**** Listed entries ****

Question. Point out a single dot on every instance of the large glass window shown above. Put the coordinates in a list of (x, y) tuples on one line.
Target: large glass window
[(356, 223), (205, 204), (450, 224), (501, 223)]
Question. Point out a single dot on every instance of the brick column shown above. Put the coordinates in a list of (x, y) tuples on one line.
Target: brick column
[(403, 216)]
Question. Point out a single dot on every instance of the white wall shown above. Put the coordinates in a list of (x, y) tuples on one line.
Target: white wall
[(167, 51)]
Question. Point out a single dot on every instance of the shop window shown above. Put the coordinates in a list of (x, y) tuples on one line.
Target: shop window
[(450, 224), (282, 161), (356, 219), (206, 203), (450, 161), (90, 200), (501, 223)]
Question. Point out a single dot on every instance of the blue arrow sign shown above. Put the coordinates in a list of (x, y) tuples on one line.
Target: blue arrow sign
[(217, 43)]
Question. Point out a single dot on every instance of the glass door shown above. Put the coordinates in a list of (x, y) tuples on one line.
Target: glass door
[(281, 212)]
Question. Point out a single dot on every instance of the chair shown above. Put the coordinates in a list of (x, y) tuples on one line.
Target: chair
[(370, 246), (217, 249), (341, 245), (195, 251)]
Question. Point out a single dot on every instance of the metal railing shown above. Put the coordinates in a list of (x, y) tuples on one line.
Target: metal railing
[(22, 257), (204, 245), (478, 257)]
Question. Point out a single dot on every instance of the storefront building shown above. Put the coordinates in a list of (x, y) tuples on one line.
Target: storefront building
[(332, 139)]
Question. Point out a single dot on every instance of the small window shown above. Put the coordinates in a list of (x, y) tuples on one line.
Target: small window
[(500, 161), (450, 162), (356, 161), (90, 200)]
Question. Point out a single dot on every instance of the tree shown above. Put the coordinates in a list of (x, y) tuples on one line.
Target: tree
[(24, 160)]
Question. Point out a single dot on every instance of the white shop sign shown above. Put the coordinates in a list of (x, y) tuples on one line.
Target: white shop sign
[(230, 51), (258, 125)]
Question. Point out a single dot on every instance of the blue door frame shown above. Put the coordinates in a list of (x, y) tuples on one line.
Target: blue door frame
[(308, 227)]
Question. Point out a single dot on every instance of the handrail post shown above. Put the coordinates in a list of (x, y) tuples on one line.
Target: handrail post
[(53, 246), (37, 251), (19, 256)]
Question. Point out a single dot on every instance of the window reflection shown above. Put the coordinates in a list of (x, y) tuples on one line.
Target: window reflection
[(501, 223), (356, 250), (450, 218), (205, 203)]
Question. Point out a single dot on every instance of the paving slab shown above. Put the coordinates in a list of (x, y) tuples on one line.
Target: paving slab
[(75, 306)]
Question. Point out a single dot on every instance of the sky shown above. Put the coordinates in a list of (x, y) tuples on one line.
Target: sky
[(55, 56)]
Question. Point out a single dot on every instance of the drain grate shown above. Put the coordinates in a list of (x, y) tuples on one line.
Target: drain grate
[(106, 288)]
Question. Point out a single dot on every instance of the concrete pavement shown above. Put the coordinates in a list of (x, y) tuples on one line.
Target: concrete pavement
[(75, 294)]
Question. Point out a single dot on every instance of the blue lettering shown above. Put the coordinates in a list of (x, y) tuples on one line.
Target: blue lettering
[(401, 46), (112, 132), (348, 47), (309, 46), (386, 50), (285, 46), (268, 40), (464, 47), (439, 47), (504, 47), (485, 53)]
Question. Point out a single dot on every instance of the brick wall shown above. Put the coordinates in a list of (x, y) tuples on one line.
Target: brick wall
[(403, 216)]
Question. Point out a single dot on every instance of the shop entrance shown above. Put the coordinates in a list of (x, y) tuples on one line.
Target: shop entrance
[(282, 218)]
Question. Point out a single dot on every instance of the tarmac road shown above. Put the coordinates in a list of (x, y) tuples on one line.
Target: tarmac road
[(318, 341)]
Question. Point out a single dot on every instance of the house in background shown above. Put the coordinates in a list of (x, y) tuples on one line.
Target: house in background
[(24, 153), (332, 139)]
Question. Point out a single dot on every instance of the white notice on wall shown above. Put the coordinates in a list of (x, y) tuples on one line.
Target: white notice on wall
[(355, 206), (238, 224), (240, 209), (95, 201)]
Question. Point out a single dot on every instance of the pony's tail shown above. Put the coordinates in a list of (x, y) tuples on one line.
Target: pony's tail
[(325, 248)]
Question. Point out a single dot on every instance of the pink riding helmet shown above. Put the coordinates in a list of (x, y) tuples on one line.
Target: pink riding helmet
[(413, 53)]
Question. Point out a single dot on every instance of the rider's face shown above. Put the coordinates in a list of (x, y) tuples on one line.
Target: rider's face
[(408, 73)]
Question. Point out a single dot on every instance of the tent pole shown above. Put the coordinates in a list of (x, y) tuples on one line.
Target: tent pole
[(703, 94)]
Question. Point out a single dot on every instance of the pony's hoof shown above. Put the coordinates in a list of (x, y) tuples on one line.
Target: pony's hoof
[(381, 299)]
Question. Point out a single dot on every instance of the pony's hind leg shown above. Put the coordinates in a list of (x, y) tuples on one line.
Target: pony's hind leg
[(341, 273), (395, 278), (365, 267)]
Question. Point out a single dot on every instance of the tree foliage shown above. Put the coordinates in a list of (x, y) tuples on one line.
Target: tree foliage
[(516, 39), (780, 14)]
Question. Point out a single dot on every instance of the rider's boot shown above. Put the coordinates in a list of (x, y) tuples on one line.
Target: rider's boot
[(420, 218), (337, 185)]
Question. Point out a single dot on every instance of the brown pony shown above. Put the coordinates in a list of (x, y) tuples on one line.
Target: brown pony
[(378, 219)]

****

Copy out every line of the data above without any changes.

Reply to the task:
Question. Point out a single dot on every instance of the large glass window shown above. Put the coordinates in a list of (x, y) tuples on one line.
Target: large glass window
[(356, 223), (205, 204), (450, 224), (501, 223)]
Question. Point out a single dot on every instance of the brick column shown above. Put the coordinates in a list of (x, y) tuples on one line.
Target: brick column
[(403, 216)]
Question. Point out a single dot on every instance of the white wall shown above. Put the coordinates in a list of (x, y) tuples on one line.
Target: white wall
[(167, 51)]
Question. Point out a single dot on every instance of the shop window shown above. Put the coordinates in a list of (x, y) tuples on one line.
Target: shop window
[(450, 224), (282, 161), (356, 219), (206, 203), (450, 161), (90, 200), (501, 223)]
Question. Point out a single dot on every instance of the blue arrow sign shown above. Put the coordinates in a list of (x, y) tuples on one line.
Target: blue arrow sign
[(217, 43)]
Question. Point out a single dot on every instance of the glass door shown above. Put the coordinates in a list of (x, y) tuples on one line.
Target: glass door
[(281, 212)]
Question. Point out a single dot on every instance of the chair shown above. Put the coordinates in a list of (x, y) tuples on one line.
Target: chair
[(370, 246), (217, 249), (341, 245), (195, 251)]
Question. Point out a single dot on every instance of the metal railing shown above. Put the coordinates in a list of (x, y) tuples on one line.
Target: metal railing
[(22, 257), (204, 245), (478, 257)]
Question. Point out a single dot on every instance of the storefront building shown above. Put the coordinates in a list of (x, y) tuples on one line.
Target: storefront building
[(332, 139)]
Question. Point out a single dot on every instance of the small window shown above. Put the coordinates in a list of (x, y) tuples on one line.
Target: small window
[(500, 161), (450, 162), (356, 161), (90, 200)]
Question. Point out a single dot on every instance of the tree shown above. Put the coordinates in a list of (x, y) tuples on one line.
Target: tree
[(24, 160)]
Question. Point out a single dot on every instance of the white shop sign shown above. Put the coordinates in a list of (x, y) tuples on one line.
Target: white shop sign
[(230, 51), (258, 125)]
Question. Point out a single dot on every instance of the blue door frame shown above. Put the coordinates in a list of (x, y) tuples on one line.
Target: blue door frame
[(308, 227)]
Question. Point out a single dot on every instance of the handrail post shown above. Put the coordinates in a list of (x, y) tuples on one line.
Target: handrail post
[(53, 246), (37, 251), (19, 256)]
Question. Point out a single dot on every instance of the window reflection shown above. Put the coordinates in a list of (x, y) tuples on one line.
Target: window reflection
[(501, 223), (356, 250), (450, 218), (205, 203)]
Question. Point out a single dot on every instance of the paving slab shown above. Put the coordinates in a list of (x, y) tuples on one line.
Target: paving slab
[(75, 306)]
Question. Point out a single dot on every instance of the sky shown above. Put the coordinates in a list of (x, y) tuples on one line.
Target: sky
[(55, 56)]
Question. Point out a single dot on every instance of the drain grate shown above. Put the coordinates in a list of (x, y) tuples on one line.
Target: drain grate
[(106, 288)]
Question. Point out a single dot on every instance of the concrete pavement shown above. Put the coordinates in a list of (x, y) tuples on one line.
Target: concrete pavement
[(75, 294)]
Question. Point out a single dot on every instance of the blue lettering shown above. Put the coordinates in a list of (x, y) tuples on one line.
Target: blue lettering
[(401, 46), (112, 132), (348, 47), (309, 46), (386, 50), (285, 46), (268, 40), (464, 47), (439, 47), (504, 47), (485, 53)]
Question. Point out a single dot on every instance of the brick wall shown above. Put the coordinates in a list of (x, y) tuples on one line.
Target: brick wall
[(403, 216)]
Question. Point out a single dot on every instance of the shop entrance shown above. Put the coordinates in a list of (x, y) tuples on one line.
Target: shop entrance
[(282, 218)]
Question. Point out a single dot on every instance of the tarmac road shown above. Put the coordinates in a list of (x, y) tuples on one line.
Target: tarmac road
[(318, 341)]
Question. Point out a single dot on every instance of the house in background shown above. Put the coordinates in a list of (x, y) tuples on one line.
Target: house in background
[(24, 153), (332, 139)]
Question. Point out a single dot on every instance of the white notice on wall shown above. Put the coordinates in a list of (x, y) tuples on one line.
Target: white notice on wall
[(355, 206), (238, 224), (240, 209), (95, 201)]
Question. Point out a single dot on every instance of the pony's tail shown above. Put the coordinates in a list of (x, y) tuples on one line.
Target: pony's tail
[(325, 248)]
Question. Point out a single dot on every instance of the pink riding helmet shown above. Put the coordinates in a list of (x, y) tuples on one line.
Target: pink riding helmet
[(413, 53)]
Question. Point out a single dot on every instance of the rider's face shown above. Put the coordinates in a list of (x, y) tuples on one line.
Target: rider's face
[(408, 73)]
Question. Point out a single dot on every instance of the tent pole shown above. Put the coordinates in a list of (x, y) tuples on one line.
Target: tent pole
[(703, 94)]
Question. Point out a single dot on every instance of the pony's hoof shown above. Put the coordinates in a list of (x, y) tuples on one line.
Target: pony's hoof
[(381, 299)]
Question. Point out a single dot on every instance of the pony's hind leg shown above. Put the coordinates in a list of (x, y) tuples on one line.
Target: pony's hind leg
[(341, 273), (395, 278), (365, 267)]
Question. Point out a single dot on every instance of the tree foliage shown above. Put the coordinates in a list of (x, y) tuples on one line.
Target: tree foliage
[(516, 39), (780, 14)]
Question. Point out a single dot on every instance of the rider's boot shown above. Put the coordinates in a list of (x, y) tuples on one line.
Target: rider's boot
[(420, 218), (337, 185)]
Question. Point out a single dot on every instance of the brown pony shown above. Put the coordinates in a list of (x, y) tuples on one line.
Target: brown pony
[(378, 219)]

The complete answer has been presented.